── The data

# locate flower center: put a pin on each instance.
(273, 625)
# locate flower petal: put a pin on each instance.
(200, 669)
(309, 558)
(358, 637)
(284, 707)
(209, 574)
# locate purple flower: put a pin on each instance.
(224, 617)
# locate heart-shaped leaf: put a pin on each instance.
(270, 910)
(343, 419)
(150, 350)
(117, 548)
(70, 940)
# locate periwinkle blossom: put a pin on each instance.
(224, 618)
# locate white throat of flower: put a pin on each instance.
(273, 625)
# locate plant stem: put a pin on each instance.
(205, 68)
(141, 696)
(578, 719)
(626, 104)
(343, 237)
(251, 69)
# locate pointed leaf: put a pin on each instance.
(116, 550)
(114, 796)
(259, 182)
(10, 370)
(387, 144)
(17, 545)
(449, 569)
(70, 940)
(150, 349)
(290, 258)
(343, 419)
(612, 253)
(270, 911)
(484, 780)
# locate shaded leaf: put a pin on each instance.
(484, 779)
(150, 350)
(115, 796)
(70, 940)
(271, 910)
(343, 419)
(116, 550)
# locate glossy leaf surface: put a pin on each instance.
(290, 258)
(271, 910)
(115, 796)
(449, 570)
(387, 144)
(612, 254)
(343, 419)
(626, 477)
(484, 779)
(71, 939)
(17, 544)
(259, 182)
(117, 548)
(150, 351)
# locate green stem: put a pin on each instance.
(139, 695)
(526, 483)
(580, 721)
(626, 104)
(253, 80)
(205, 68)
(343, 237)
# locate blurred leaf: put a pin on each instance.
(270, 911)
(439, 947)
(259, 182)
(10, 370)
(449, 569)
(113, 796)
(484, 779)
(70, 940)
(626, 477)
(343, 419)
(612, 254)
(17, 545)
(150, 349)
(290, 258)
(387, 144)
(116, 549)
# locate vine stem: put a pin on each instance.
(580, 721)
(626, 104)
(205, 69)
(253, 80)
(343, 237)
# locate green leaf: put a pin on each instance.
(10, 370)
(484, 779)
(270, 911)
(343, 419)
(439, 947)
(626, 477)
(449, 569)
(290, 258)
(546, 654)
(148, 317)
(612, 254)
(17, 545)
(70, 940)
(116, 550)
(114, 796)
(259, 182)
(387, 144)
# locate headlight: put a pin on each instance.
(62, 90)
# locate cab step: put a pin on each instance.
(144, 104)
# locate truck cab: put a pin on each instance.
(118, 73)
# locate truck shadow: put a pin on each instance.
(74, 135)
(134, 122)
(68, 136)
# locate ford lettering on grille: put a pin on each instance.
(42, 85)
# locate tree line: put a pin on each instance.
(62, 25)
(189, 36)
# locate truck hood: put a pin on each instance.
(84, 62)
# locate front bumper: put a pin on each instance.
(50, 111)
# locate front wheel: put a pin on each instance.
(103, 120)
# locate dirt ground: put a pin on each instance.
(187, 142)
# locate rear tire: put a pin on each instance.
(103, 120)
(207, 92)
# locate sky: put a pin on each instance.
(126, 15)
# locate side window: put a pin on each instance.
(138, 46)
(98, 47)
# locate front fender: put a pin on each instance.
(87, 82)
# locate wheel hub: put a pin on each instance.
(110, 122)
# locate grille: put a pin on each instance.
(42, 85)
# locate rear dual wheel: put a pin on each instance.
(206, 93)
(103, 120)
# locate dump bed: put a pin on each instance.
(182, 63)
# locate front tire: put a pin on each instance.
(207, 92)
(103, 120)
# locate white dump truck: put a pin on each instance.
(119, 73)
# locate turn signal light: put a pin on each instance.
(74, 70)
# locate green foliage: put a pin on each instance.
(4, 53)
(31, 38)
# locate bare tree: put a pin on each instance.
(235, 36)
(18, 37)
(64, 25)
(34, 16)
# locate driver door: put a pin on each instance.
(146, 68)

────

[What you need to do] Rewrite all the records, replacing "put a pin on" with "place a marker on" wherever it occurs and leaving everything else unchanged.

[Solution below]
# locate flower center: place a marker on each instance.
(273, 625)
# locate flower petal: place a marker on each instance.
(200, 669)
(309, 558)
(358, 637)
(284, 707)
(209, 574)
# locate purple flower: place a marker on each instance.
(224, 617)
# locate heart-shaped leaf: place a marker on each instance.
(270, 910)
(343, 419)
(150, 350)
(117, 548)
(70, 940)
# locate periwinkle blossom: place a marker on each instance.
(224, 618)
# locate white throat of flower: place a marker on each instance.
(273, 625)
# locate plant stem: place a marker on each instance.
(205, 68)
(141, 696)
(578, 719)
(626, 104)
(343, 237)
(251, 69)
# locate pointed leaf: place a marker on each instance.
(116, 550)
(114, 796)
(259, 182)
(10, 370)
(387, 144)
(17, 545)
(449, 569)
(70, 940)
(150, 349)
(290, 258)
(343, 419)
(612, 253)
(270, 911)
(484, 780)
# locate shaded leaf: place a marker on each instance.
(484, 779)
(150, 350)
(115, 796)
(70, 940)
(271, 910)
(343, 419)
(116, 550)
# locate glossy leaf surface: place a marker on each instance.
(290, 258)
(271, 910)
(115, 796)
(449, 570)
(387, 144)
(612, 254)
(343, 419)
(626, 477)
(484, 779)
(71, 939)
(17, 544)
(259, 182)
(117, 548)
(150, 351)
# locate green stem: place a marker on each instance.
(139, 695)
(526, 483)
(580, 721)
(626, 104)
(253, 80)
(205, 68)
(343, 237)
# locate blurred leaf: place a marker on each instance.
(270, 911)
(439, 947)
(259, 182)
(10, 370)
(449, 569)
(113, 796)
(484, 779)
(70, 940)
(626, 477)
(343, 419)
(612, 254)
(17, 545)
(150, 349)
(290, 258)
(387, 144)
(116, 549)
# locate vine stem: place a marker on each instance.
(580, 721)
(626, 104)
(205, 69)
(253, 80)
(343, 237)
# locate green leaf: place a marker on each instance.
(10, 370)
(484, 779)
(270, 911)
(343, 419)
(439, 947)
(626, 477)
(449, 569)
(290, 258)
(546, 654)
(148, 317)
(612, 254)
(17, 545)
(70, 940)
(116, 550)
(114, 796)
(259, 182)
(387, 144)
# locate headlight: place a marker on each instance.
(62, 90)
# locate cab step: place a marker on each instance.
(144, 104)
# locate truck cab: place a marker on each instance.
(118, 73)
# locate truck shadow: place a marker on each instance.
(74, 135)
(134, 122)
(68, 136)
# locate ford lettering on grille: place a marker on each instance.
(42, 85)
# locate tree line: place a marker on each instance.
(62, 25)
(189, 36)
# locate truck hood: place a marker on each instance.
(84, 62)
# locate front bumper: place a marker on each instance.
(50, 111)
# locate front wheel: place a marker on each instance.
(103, 120)
# locate dirt ground: place a marker on each instance.
(187, 142)
# locate rear tire: place a marker on each instance.
(103, 120)
(207, 92)
# locate sky: place a marker on each instance.
(126, 15)
# locate side window: place a marker on each instance.
(138, 46)
(98, 47)
# locate front fender: place a marker on each instance.
(87, 82)
# locate wheel hub: place a marker on each instance.
(110, 122)
# locate grille: place a marker on each instance.
(42, 85)
# locate rear dual wheel: place a marker on each instance.
(206, 93)
(103, 120)
# locate dump bed: place a marker on each instance.
(182, 63)
# locate front tire: place a marker on each instance.
(207, 92)
(103, 120)
# locate white dump truck: place a marker on each instance.
(119, 73)
# locate turn signal light: place a marker on each instance.
(74, 70)
# locate green foliage: place a marker on each instance.
(4, 53)
(31, 38)
# locate bare tree: place a marker on each instance.
(235, 36)
(18, 37)
(64, 25)
(34, 16)
# locate driver door: place a marker on each instance.
(146, 68)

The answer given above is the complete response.